_Aim of the task_
Write out the data below line for line, keeping every character unchanged.

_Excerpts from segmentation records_

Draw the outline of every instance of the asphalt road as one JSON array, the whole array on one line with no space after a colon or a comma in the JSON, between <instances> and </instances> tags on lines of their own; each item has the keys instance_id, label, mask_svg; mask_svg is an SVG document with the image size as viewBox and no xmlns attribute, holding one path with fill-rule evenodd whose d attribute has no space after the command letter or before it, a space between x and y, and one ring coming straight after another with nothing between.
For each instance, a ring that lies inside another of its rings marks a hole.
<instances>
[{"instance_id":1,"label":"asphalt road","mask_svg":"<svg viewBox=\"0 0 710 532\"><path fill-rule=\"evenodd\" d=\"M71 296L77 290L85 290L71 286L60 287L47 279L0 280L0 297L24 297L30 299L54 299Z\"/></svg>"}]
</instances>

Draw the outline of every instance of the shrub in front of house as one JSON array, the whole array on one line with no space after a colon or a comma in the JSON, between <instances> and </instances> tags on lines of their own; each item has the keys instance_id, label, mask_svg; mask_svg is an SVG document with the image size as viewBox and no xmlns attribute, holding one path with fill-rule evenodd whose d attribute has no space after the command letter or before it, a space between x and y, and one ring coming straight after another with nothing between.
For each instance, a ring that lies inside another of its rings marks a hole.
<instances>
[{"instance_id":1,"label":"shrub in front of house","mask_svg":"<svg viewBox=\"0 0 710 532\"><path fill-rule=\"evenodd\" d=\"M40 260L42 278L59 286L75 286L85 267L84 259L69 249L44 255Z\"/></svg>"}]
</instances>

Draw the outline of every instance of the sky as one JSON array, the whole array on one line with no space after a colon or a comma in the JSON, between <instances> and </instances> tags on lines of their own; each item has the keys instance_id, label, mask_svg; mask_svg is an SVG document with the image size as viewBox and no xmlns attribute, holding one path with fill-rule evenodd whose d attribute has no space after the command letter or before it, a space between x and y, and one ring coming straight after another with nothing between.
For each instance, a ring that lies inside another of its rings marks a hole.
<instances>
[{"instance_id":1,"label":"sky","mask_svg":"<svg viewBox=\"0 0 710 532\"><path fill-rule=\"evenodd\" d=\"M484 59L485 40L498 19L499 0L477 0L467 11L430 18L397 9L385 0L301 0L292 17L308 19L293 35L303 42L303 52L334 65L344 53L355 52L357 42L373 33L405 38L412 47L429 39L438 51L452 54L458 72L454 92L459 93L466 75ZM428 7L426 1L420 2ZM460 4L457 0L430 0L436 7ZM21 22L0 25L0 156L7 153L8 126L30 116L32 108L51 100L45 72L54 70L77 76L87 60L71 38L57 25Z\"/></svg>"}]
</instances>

_Exercise response_
Draw the outline of every instance of the asphalt road as one JSON array, the whole array on one line with no space after a colon or a comma in the JSON, between <instances> and </instances> tags on lines of their own; each item has the keys instance_id, label, mask_svg; mask_svg is an SVG document with the image size as viewBox and no xmlns attribute, holding one path with fill-rule evenodd whose d attribute has no space after the command letter or before it, a space between x and y, and one ring coming straight after another with nothing between.
For each instance, a ring that lies inside another of its rings marks a hole.
<instances>
[{"instance_id":1,"label":"asphalt road","mask_svg":"<svg viewBox=\"0 0 710 532\"><path fill-rule=\"evenodd\" d=\"M71 296L77 290L85 290L71 286L60 287L47 279L0 280L0 297L24 297L30 299L54 299Z\"/></svg>"}]
</instances>

Draw the outline of every instance of the shrub in front of house as one JSON array, the whole array on one line with no space after a colon or a comma in the JSON, between <instances> and </instances> tags on lines of their own; each item has the keys instance_id, label, mask_svg; mask_svg is an SVG document with the image size as viewBox and no xmlns attribute, holding one path with fill-rule evenodd whose d attribute has no space after the command letter or before it, a space between x and y, and one ring coming straight after another with nothing between.
For each instance, a ring that lies inside another of its rings marks a hole.
<instances>
[{"instance_id":1,"label":"shrub in front of house","mask_svg":"<svg viewBox=\"0 0 710 532\"><path fill-rule=\"evenodd\" d=\"M40 260L42 278L59 286L75 286L85 267L84 259L69 249L44 255Z\"/></svg>"}]
</instances>

Draw the outline of every instance of the sky as one JSON array, the whole array on one line with no space after a colon or a comma in the JSON, between <instances> and </instances> tags on lines of their own; each item has the keys instance_id, label, mask_svg; mask_svg is an SVG document with the image size as viewBox and no xmlns attribute, holding one path with fill-rule evenodd whose d attribute has no space after the command letter or before it, a space between x and y, and one ring coming straight after another with nothing between.
For each instance, a ring that lies inside another of its rings marks a hole.
<instances>
[{"instance_id":1,"label":"sky","mask_svg":"<svg viewBox=\"0 0 710 532\"><path fill-rule=\"evenodd\" d=\"M484 59L485 40L498 19L499 0L477 0L467 11L430 18L397 9L385 0L301 0L292 17L308 19L293 35L303 42L303 52L334 65L344 53L355 52L357 42L373 33L405 38L412 47L429 39L438 51L452 54L458 72L454 92L459 93L466 75ZM428 7L426 1L420 2ZM460 4L457 0L430 0L436 7ZM21 22L0 25L0 156L7 153L8 126L30 116L32 108L51 100L45 72L54 70L77 76L87 60L71 38L57 25Z\"/></svg>"}]
</instances>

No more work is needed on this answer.